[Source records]
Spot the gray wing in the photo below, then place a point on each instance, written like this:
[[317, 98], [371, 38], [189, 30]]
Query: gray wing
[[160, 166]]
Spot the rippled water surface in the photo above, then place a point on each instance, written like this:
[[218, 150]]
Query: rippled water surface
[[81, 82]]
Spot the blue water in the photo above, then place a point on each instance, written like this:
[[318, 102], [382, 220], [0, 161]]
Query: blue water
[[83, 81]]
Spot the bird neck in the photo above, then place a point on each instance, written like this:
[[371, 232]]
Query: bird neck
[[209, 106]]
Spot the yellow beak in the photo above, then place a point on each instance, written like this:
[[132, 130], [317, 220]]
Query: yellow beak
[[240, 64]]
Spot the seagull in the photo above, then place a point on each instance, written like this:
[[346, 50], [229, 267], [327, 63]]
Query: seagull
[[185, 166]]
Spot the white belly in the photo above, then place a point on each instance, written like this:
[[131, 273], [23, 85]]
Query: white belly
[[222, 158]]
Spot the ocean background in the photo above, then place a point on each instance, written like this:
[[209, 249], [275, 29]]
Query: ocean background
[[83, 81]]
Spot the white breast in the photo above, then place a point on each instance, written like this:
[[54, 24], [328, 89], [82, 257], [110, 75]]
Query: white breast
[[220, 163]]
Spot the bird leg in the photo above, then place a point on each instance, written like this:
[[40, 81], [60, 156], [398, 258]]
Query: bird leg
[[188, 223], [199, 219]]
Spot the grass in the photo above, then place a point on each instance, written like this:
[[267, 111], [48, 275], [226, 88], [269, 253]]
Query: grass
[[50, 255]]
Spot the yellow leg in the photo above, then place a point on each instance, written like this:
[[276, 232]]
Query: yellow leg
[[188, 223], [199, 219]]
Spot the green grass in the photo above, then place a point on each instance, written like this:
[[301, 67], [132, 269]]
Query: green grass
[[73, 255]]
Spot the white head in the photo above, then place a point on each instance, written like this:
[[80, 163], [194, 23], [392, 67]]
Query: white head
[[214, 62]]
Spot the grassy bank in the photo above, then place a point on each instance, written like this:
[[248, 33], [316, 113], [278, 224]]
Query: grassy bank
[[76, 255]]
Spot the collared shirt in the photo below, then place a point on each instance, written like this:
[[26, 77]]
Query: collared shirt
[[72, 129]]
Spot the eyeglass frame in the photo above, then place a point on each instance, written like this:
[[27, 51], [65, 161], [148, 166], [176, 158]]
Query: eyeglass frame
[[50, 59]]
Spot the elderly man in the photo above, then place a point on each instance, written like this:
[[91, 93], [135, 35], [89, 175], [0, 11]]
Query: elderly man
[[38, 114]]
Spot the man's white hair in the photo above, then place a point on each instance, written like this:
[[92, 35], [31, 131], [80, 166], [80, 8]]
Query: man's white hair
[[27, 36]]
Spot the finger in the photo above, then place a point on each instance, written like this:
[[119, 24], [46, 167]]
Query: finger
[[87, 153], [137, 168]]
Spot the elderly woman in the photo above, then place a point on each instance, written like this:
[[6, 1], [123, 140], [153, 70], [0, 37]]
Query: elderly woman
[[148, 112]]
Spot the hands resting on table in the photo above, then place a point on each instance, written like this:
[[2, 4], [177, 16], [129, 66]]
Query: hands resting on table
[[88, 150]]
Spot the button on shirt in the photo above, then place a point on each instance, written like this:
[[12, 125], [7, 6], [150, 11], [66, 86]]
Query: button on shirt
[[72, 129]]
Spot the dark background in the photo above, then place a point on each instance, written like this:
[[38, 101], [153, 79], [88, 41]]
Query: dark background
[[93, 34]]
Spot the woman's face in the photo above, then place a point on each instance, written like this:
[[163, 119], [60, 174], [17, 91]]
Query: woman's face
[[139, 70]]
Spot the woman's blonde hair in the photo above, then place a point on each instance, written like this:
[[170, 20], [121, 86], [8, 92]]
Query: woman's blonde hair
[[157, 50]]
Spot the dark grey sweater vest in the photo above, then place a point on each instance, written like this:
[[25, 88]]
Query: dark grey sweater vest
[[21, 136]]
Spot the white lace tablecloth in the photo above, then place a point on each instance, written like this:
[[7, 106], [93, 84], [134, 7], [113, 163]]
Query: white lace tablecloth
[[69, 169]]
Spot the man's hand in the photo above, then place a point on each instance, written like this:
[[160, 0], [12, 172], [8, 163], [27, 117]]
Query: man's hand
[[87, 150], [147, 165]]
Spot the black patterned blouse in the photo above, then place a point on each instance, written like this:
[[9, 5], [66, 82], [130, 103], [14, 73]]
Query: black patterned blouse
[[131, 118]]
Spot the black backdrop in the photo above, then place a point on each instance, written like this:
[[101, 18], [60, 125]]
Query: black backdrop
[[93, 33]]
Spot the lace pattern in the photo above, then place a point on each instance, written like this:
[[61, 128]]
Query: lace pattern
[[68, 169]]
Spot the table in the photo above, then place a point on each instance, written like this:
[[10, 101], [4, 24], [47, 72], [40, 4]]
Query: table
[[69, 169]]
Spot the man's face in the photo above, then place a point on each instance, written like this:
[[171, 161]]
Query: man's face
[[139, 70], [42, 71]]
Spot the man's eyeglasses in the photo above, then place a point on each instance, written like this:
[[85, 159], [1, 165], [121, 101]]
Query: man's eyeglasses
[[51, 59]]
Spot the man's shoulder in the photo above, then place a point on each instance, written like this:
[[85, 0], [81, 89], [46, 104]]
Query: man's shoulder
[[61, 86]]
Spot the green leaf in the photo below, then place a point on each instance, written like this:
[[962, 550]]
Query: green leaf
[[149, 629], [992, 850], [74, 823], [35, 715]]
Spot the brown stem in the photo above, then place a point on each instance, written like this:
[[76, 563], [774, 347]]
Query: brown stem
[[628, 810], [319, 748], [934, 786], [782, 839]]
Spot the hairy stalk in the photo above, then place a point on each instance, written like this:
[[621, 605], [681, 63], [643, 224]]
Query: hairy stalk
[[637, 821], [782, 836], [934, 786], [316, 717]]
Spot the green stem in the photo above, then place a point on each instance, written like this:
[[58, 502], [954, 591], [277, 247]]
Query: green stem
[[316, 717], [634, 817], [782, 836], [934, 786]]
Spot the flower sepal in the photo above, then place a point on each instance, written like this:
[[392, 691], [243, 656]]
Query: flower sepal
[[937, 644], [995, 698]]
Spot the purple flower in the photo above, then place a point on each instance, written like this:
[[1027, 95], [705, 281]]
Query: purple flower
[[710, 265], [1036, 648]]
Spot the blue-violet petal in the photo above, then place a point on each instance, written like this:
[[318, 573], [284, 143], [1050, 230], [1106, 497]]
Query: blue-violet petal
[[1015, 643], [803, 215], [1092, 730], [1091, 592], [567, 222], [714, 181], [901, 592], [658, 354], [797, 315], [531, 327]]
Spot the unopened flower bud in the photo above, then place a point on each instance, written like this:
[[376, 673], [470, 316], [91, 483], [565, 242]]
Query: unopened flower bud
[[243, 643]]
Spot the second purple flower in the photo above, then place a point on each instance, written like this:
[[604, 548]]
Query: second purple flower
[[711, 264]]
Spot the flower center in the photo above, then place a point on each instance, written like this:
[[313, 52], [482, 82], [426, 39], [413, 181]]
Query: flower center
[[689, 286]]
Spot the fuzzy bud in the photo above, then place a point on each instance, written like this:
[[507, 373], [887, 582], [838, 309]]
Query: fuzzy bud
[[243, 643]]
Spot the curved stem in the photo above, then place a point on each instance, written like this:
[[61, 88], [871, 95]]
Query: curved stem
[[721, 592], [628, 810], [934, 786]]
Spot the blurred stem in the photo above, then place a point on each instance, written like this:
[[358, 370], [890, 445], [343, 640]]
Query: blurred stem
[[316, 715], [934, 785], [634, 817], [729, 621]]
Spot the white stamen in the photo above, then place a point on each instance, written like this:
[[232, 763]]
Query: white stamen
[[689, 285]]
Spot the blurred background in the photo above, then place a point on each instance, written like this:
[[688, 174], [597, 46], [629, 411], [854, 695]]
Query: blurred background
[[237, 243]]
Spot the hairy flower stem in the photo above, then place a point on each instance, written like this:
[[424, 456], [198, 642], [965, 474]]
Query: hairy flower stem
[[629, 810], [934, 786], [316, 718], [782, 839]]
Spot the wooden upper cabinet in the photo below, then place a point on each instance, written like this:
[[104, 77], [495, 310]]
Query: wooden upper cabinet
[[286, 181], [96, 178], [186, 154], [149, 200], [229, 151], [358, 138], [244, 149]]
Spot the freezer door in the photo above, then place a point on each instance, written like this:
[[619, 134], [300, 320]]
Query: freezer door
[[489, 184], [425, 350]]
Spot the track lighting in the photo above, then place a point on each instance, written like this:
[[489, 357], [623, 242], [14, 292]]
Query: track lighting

> What needs to be done
Write out the lines of the entries, word for word, from the first through the one containing "Spot the white belly", and stop at that line.

> Written reply
Spot the gray wing in the photo below, then place a point on each instance, written like this:
[[317, 98], [371, 38], [189, 30]]
Query: gray wing
[[160, 166]]
Spot the rippled water surface in the photo above, then place a point on each instance, written like this:
[[218, 150]]
Query: rippled water surface
[[81, 82]]
Spot the blue water in the photo above, then place a point on each instance, written like this:
[[318, 102], [382, 220], [0, 161]]
Query: blue water
[[83, 81]]
Spot the bird neck in the photo above, then place a point on each instance, written like this:
[[371, 232]]
Query: bird neck
[[209, 106]]
Spot the yellow beak in the photo above, then place a point on each instance, written like this:
[[132, 130], [317, 220]]
Query: yellow beak
[[240, 64]]
Spot the seagull in the photo above, then place a point on each instance, written like this:
[[346, 50], [229, 267], [327, 63]]
Query: seagull
[[185, 166]]
Spot the white belly in the photo above, then place a point on each instance, written like this:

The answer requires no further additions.